__Source excerpt__.
__________

Are you an emerging artist? Do you want to develop your artistic practice? We have two opportunities for you!

The Canadian Clay and Glass Gallery is calling for submissions to the 2014 RBC Award for Glass and Winifred Shantz Award for Ceramics.

These prestigious national awards allow practicing early career ceramic and glass artists to undertake a period of independent research, or other activities that advance their artistic and professional practice at a key moment in their careers. Award winners receive $10,000; a second prize of $1,000 is also granted. The Selection Committee is comprised of respected contemporary glass and ceramic artists (both sculptural and functional) and other arts professionals. Winners will be announced and the awards presented at a gala event in Waterloo Ontario on November 22, 2014.

To be eligible for the Winifred Shantz Award for Ceramics or the RBC Award for Glass, artists must be Canadian citizens or have Permanent Resident status. They must have developed skills through training and/or practice in the field (not necessarily in academic institutions) and be recognized by other artists working in the same artistic tradition. All applicants have maintained an independent professional practice for no more than 10 years prior to their application.

Application Guidelines:
To download the complete guidelines for the RBC Award for Glass or the Winifred Shantz Award for Ceramics, visit http://www.theclayandglass.ca/awards. In order to be considered, applications for either award must be received electronically by Friday, October 3, 2014.

__________

__Provided entries__.
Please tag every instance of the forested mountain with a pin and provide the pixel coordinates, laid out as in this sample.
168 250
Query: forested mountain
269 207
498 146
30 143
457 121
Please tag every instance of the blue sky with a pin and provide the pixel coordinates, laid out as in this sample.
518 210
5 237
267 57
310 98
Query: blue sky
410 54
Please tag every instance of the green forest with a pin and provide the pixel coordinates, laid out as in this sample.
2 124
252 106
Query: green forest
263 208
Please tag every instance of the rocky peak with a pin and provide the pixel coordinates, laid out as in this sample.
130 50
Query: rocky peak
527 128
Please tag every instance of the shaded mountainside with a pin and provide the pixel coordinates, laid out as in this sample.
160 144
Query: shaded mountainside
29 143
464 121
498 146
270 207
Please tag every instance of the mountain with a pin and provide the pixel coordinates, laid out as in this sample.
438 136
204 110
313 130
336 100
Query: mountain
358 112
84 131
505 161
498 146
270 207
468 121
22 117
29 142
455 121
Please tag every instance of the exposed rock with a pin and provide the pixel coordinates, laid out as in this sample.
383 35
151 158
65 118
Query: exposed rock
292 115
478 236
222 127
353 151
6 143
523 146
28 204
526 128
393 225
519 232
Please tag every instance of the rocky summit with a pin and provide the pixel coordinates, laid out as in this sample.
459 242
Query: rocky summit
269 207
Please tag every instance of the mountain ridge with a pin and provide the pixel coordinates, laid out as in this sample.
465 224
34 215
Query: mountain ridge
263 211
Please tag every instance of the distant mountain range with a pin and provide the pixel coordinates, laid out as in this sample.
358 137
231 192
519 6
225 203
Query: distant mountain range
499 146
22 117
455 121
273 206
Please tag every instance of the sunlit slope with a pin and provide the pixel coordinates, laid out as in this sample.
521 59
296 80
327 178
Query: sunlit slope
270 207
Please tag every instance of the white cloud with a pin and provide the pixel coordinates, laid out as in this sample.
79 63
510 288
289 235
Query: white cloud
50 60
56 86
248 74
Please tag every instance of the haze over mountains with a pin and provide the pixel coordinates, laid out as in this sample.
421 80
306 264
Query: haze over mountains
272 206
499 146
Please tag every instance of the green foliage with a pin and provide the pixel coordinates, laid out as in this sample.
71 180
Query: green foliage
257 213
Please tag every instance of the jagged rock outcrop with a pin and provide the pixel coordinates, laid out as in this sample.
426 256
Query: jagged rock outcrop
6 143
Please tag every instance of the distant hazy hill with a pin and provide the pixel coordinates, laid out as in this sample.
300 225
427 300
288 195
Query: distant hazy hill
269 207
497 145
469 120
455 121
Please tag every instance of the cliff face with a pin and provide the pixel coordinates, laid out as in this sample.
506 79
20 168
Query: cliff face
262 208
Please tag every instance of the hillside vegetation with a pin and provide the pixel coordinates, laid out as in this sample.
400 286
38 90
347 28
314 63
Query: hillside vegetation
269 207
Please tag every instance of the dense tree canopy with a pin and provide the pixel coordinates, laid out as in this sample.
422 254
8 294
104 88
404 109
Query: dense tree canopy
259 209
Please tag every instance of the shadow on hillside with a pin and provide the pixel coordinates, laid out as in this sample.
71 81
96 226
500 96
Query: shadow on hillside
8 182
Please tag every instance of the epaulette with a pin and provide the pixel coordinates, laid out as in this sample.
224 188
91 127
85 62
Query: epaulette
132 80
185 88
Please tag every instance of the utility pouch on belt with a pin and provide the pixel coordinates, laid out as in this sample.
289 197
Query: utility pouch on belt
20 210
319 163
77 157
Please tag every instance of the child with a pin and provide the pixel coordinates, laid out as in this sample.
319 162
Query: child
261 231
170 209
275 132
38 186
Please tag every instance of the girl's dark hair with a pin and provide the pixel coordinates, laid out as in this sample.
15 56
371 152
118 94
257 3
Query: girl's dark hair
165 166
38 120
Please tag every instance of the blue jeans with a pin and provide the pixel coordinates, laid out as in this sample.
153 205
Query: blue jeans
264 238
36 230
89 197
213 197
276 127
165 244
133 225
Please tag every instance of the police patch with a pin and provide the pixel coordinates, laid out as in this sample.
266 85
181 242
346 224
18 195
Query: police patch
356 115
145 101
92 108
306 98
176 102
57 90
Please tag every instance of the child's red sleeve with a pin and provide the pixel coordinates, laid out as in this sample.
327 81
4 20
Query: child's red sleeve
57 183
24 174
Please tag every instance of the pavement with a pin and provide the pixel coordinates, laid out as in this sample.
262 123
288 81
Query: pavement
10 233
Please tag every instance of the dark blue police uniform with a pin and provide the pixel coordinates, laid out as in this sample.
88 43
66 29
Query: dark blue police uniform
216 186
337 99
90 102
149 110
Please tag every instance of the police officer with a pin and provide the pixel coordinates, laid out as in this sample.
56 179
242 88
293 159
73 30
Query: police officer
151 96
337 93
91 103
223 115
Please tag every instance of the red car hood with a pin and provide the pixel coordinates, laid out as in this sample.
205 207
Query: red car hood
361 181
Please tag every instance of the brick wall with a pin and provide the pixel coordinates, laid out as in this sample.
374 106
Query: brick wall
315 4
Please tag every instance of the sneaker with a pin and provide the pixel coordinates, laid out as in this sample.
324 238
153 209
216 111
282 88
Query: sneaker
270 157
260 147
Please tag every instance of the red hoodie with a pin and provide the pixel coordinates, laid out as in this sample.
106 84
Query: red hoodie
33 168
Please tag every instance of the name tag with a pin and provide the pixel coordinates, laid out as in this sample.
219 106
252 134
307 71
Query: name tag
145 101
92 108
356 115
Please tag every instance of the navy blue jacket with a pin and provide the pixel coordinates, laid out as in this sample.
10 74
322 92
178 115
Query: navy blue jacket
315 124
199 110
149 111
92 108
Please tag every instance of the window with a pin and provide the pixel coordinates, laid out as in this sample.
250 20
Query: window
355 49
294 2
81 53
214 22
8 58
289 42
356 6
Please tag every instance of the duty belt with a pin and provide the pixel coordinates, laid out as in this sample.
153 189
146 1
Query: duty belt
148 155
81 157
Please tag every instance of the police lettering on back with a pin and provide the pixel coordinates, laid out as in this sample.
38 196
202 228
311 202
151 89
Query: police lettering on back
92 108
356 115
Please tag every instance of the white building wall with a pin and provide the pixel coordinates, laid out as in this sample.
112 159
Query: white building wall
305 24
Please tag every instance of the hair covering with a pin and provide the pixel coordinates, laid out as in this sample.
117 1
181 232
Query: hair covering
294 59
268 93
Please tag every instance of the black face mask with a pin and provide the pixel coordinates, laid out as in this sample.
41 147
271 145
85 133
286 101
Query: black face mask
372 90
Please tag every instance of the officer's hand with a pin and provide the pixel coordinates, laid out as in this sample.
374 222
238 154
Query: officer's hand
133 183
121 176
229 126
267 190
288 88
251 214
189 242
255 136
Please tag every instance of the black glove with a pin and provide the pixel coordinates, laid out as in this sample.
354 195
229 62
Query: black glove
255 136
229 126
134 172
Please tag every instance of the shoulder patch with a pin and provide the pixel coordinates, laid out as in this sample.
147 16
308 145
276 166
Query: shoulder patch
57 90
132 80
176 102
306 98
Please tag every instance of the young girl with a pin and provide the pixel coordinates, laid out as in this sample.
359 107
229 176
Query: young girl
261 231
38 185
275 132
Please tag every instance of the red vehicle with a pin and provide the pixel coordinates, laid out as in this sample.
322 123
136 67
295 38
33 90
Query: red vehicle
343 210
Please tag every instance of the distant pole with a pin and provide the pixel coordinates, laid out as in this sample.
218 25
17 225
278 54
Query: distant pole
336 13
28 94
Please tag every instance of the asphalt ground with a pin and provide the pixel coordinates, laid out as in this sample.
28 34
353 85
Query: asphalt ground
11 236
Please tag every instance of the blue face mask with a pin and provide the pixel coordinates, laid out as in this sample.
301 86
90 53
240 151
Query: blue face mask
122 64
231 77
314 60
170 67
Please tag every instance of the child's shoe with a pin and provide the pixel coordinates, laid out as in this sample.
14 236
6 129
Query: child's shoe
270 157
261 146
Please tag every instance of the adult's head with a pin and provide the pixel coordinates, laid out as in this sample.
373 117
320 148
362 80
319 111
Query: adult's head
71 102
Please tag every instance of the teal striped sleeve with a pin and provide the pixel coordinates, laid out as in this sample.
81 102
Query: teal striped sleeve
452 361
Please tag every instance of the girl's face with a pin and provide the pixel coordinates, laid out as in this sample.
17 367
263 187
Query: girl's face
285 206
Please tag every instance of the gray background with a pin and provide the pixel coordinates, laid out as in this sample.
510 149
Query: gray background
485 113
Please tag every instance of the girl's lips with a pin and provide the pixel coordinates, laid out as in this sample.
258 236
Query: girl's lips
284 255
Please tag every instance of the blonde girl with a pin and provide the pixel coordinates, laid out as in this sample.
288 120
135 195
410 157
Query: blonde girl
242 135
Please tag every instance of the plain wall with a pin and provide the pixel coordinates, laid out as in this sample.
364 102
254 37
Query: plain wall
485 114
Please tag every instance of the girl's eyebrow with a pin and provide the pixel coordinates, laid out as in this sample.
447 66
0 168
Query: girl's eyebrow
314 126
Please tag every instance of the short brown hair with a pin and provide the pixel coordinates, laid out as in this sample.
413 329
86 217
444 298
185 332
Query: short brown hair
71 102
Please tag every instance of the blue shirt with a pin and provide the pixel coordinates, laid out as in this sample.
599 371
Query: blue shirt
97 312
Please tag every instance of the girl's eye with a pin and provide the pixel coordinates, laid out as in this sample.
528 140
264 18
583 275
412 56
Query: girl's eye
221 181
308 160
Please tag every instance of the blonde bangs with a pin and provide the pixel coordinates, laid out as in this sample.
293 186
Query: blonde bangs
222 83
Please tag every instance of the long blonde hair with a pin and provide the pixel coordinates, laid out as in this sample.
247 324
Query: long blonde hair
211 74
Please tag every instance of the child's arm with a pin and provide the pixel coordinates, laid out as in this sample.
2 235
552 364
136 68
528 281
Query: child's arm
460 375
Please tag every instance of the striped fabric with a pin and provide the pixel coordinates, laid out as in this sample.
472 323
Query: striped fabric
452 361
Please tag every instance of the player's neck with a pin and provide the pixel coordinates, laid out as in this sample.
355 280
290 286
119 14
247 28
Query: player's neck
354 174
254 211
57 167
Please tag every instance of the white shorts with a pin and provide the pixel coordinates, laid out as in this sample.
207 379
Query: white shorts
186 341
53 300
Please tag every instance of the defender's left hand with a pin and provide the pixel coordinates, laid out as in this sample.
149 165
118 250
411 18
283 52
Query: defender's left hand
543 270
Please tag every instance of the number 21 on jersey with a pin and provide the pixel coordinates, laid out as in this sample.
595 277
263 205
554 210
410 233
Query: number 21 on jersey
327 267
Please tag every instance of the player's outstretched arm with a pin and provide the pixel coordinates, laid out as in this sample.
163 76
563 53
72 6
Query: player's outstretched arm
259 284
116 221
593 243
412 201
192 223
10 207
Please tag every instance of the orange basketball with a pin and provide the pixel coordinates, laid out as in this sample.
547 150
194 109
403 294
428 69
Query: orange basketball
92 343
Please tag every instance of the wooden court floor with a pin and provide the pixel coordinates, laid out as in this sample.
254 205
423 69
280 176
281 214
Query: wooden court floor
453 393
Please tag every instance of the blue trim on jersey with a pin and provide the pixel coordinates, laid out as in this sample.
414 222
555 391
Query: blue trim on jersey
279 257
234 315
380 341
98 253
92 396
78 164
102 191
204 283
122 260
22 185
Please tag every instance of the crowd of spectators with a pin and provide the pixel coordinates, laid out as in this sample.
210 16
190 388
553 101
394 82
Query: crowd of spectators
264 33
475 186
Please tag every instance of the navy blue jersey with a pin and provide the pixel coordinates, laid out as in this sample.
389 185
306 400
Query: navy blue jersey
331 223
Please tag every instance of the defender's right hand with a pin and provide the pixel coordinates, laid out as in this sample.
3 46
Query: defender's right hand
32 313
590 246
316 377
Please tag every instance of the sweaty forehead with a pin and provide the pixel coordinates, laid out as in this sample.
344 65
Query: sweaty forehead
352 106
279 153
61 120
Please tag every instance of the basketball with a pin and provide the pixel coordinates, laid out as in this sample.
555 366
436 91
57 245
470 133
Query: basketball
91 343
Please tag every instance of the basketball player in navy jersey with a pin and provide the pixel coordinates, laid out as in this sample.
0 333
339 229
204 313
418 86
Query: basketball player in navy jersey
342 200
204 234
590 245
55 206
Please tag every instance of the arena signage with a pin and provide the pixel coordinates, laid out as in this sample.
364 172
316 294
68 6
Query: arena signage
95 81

__________

__What you need to do__.
(A) Show every line of the records that contains the string "window". Case counts.
(B) Carry the call for submissions to the glass and ceramics awards further, starting after its last sentence.

__Answers per task__.
(A)
Please tag every instance of the window with a pin and provide the pixel coordinates, laid out as in this sample.
Query: window

(B)
About the Awards:
The RBC Award for Glass is supported by RBC as part of the RBC Emerging Artists Project. The Winifred Shantz Award for Ceramics is supported by the Keith and Winifred Shantz Fund for the Arts, held at The Kitchener and Waterloo Community Foundation. Past recipients of both awards truly represent the best of the emerging ceramic and glass artists in Canada. Janet Macpherson of Toronto, Ontario was the winner of the 2013 Winifred Shantz Award for Ceramics. Brad Turner of Calgary, Alberta was the winner of the 2013 RBC Award for Glass.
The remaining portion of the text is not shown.